START Supplied material

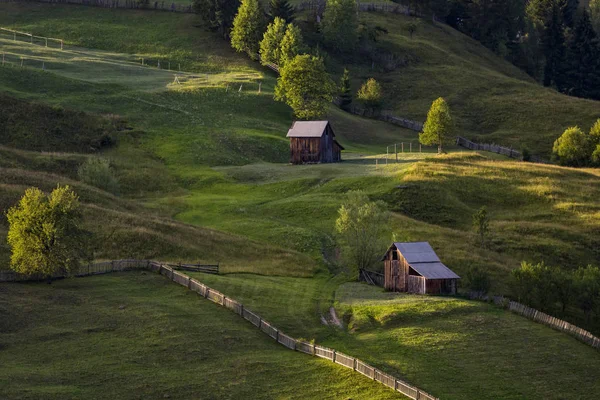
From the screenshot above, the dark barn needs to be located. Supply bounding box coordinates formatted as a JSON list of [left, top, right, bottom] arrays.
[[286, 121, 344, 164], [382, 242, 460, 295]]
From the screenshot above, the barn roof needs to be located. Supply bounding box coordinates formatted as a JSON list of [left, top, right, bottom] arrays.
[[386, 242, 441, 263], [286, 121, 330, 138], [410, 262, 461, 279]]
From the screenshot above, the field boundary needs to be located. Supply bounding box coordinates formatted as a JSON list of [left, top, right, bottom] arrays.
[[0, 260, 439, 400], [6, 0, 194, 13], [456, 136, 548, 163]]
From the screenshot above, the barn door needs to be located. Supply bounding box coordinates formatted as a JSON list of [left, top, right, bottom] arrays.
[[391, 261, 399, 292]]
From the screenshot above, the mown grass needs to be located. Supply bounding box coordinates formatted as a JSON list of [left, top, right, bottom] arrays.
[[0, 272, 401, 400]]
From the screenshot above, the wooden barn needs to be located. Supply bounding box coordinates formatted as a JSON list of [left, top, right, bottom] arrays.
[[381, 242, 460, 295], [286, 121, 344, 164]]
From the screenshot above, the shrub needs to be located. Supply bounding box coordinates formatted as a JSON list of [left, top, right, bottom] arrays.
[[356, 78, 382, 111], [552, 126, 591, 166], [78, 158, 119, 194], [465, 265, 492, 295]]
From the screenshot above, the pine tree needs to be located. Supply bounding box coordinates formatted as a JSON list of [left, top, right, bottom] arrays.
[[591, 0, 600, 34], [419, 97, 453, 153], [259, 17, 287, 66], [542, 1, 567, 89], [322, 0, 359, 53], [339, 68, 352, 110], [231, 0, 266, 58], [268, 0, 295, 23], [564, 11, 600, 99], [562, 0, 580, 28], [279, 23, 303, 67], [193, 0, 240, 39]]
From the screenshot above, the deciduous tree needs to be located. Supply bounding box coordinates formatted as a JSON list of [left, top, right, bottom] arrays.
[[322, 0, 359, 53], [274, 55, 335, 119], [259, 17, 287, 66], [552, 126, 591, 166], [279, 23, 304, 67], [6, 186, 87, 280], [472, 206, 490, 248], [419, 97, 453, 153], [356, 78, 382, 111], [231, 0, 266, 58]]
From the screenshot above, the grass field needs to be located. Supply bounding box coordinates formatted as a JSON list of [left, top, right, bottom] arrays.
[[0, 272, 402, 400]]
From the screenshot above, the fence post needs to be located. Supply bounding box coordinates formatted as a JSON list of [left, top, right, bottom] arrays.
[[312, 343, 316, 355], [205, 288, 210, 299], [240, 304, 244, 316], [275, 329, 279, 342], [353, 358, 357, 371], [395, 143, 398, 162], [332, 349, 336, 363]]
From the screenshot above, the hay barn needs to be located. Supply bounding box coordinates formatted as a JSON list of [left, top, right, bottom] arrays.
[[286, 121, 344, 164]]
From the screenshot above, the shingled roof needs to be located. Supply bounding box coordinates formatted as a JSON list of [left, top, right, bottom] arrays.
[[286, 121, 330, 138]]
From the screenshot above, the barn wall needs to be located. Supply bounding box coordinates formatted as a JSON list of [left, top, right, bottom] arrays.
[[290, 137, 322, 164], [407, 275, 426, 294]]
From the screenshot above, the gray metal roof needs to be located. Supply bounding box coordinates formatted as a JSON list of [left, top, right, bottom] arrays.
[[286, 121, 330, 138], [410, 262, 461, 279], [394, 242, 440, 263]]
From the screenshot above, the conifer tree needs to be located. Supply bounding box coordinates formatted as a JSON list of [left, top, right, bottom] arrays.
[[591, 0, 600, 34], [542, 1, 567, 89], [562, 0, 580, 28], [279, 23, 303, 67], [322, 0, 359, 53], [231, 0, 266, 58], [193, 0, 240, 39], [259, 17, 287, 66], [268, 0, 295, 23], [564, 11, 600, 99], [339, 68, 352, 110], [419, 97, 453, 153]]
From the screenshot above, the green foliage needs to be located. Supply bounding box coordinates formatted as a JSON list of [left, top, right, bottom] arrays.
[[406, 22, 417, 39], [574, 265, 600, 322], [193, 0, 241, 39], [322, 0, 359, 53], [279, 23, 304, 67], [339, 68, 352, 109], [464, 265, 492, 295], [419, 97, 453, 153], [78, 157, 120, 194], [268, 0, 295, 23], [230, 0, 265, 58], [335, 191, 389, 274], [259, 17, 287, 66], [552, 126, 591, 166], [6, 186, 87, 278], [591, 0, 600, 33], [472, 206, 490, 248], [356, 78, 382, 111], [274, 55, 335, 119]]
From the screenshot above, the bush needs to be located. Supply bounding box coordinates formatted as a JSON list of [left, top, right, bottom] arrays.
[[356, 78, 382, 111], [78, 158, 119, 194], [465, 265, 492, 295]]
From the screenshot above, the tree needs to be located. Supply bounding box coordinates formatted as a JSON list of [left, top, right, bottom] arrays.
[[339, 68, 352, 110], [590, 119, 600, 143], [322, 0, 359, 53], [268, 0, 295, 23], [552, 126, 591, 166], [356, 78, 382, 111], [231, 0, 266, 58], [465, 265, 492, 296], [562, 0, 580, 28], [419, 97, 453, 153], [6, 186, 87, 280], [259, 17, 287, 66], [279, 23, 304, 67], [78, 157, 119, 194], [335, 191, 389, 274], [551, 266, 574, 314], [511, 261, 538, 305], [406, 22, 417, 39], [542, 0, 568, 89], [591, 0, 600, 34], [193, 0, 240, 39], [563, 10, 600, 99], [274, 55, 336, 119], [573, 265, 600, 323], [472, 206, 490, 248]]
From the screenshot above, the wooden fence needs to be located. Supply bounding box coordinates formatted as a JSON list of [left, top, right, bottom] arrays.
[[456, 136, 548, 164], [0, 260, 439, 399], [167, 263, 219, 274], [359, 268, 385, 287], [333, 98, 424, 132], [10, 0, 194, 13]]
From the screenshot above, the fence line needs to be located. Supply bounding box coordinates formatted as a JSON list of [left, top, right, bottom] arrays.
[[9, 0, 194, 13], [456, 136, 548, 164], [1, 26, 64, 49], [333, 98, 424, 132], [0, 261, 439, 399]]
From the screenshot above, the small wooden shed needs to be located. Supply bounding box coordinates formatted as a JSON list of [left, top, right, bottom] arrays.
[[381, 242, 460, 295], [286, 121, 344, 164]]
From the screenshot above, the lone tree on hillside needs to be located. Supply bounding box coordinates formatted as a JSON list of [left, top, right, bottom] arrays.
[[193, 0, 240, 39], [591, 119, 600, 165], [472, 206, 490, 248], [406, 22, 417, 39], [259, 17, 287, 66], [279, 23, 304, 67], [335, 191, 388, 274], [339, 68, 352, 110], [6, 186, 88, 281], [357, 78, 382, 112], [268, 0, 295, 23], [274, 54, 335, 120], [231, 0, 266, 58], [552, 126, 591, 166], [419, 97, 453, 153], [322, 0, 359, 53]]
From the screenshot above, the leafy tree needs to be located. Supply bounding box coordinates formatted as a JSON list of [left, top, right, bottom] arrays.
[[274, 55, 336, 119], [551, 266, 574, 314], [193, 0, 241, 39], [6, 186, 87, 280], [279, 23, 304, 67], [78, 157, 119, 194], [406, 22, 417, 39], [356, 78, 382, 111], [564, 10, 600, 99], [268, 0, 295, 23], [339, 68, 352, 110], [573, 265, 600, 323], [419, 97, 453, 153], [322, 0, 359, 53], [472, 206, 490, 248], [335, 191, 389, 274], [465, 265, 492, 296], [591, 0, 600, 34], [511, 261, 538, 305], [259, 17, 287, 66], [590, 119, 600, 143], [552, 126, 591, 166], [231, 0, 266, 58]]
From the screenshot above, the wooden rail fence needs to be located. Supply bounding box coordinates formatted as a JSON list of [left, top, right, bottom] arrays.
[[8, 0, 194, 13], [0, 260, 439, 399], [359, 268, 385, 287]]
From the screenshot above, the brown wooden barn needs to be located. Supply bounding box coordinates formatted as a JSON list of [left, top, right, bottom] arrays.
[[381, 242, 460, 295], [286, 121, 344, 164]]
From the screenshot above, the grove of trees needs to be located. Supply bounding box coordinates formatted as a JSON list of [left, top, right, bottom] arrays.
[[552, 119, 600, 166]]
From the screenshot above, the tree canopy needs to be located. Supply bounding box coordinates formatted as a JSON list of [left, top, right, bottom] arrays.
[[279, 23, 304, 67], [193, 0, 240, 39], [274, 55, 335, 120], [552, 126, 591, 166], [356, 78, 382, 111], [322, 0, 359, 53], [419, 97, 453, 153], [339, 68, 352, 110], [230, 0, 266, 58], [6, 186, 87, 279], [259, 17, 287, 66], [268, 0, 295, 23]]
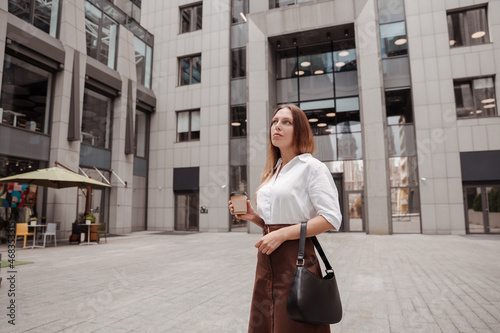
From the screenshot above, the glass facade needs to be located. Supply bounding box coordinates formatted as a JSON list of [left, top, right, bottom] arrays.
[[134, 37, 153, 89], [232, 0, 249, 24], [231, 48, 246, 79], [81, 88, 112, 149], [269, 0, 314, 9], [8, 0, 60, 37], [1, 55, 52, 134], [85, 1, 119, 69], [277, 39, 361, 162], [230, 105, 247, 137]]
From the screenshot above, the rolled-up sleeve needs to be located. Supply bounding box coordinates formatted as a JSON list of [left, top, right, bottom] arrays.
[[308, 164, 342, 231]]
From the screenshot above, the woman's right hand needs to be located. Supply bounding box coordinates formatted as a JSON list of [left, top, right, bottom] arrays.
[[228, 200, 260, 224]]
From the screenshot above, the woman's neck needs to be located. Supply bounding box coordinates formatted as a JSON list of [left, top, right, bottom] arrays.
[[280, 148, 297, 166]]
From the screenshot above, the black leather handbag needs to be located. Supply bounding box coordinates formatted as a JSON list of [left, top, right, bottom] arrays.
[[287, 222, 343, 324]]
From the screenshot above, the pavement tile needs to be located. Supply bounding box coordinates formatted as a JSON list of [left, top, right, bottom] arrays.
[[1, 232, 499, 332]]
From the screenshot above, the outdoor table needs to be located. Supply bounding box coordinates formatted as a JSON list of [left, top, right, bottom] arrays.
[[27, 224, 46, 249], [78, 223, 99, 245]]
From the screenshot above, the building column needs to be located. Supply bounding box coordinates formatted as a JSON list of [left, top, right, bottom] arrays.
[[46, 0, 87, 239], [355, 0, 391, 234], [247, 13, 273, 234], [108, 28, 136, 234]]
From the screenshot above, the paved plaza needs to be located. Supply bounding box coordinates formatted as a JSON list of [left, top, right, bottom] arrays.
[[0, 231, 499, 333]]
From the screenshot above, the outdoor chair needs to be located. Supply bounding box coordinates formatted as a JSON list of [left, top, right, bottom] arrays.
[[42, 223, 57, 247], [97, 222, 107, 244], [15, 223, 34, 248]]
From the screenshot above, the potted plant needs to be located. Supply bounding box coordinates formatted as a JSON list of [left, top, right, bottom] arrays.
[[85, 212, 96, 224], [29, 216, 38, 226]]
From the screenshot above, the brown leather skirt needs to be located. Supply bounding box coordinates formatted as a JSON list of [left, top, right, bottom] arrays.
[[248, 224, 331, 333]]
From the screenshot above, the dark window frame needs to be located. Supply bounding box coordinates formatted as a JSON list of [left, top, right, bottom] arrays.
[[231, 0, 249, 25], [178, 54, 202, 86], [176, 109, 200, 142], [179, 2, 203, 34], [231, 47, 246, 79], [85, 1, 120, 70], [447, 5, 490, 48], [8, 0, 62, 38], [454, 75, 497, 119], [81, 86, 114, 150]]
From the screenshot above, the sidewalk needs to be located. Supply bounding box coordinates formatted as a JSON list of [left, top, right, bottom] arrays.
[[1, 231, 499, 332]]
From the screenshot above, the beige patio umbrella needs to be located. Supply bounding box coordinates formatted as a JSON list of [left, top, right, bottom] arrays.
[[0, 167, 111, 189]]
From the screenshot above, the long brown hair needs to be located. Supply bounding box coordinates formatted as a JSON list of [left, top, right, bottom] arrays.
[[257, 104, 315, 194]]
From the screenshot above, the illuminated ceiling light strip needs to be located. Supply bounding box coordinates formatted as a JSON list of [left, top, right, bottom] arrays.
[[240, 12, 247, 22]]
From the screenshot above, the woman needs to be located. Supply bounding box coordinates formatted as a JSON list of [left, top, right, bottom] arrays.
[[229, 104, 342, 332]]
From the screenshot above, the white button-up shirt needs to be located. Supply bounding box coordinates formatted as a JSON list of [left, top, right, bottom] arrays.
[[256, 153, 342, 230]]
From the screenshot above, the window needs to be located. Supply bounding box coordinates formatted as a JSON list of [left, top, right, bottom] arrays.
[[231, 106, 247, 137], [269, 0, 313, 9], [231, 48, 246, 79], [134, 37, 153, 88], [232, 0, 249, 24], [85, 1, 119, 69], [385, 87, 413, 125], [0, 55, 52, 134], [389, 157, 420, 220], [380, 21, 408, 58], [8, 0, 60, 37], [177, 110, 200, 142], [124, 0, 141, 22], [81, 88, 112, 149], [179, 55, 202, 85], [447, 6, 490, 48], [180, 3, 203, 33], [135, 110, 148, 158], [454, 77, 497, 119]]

END Supplied material

Print exactly the lines between the line with "From the screenshot above, the window" and the final line of the records above, both included.

Result below:
From the screenshot above, the window needs to be located. Supply bounding box coordinates formatted as a JSON list of [left, top, right, bottom] arrays.
[[231, 106, 247, 137], [269, 0, 313, 9], [231, 48, 246, 79], [134, 37, 153, 88], [232, 0, 249, 24], [85, 1, 119, 69], [385, 87, 413, 125], [0, 55, 52, 134], [389, 157, 420, 220], [380, 21, 408, 58], [8, 0, 60, 37], [177, 110, 200, 142], [124, 0, 141, 22], [81, 88, 112, 149], [179, 55, 202, 85], [447, 6, 490, 48], [180, 3, 203, 33], [135, 110, 148, 158], [454, 77, 497, 119]]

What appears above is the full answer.